• [Problem description]
Reproduce the blog excerpt starting at "Tuesday, 27 September" and ending at "a emotional prayer!", swapping "iPod" for "phone".

• [Excerpted text]
--
I've come to realise many people are not genuine friends at all, they are simply people who don't want anyone to think bad of them, so they do the bare minimum to appear 'friend-ish', to project the image that they are friendly so that you think there is a friendship connection there.  But in a real sense unless you keep instigating the development of that friendship relationship it would just fade away.

I am inherently a very genuine person - I want genuine connections and interactions with others.  So in taking a review of my social interaction I have noticed that many of my social interactions are only 'friendship connections' because I continually try and meet up with, socialise or develop relationship with these people.  Part of my review was to have a break from my continual attempts to cultivate these connections and I found that 70% of the people I usually socialise with would not think to actually invite me out to anything they were doing - the only reason I had been socialising with them in the past was because I would do the inviting, or be asking what they were doing.

Obviously this has been quite a breaking down experience.  Realising that I don't have the genuineness of friendship with many people I thought I had.  But I have also come to realise who genuine friends are.  They are not the obvious ones either, and this has been a great blessing.  Finding out that some people do genuinely care for my well being, how I am doing, and what I am up to is worth more than my (now apparently vain) attempts at keeping other friendship connections alive.

Thursday, 29 September 2011

Getting Close Now

Only 4 weeks of college lectures to go, 3 assignments and 1 exam and then I have finished my Masters of Divinity.

Feels good - also a bit daunting now trying to find a job.  Any Baptist Churches out there looking for an associate pastor?

Still a bit more work to do yet...


Tuesday, 27 September 2011

Never Been Unloved

I've been trekking in the car a bit over the last couple of days, and spent most of the time going through my many Michael W Smith albums on my iPod.

This song got me - simple but powerful - and it became a emotional prayer!

Never Been Unloved (Michael W Smith - Live the Life)
--
• [Source material]

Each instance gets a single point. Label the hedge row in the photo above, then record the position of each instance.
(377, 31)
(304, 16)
--
• [In response]
Tuesday, 27 September 2011

Never Been Unloved

I've been trekking in the car a bit over the last couple of days, and spent most of the time going through my many Michael W Smith albums on my phone.

This song got me - simple but powerful - and it became a emotional prayer!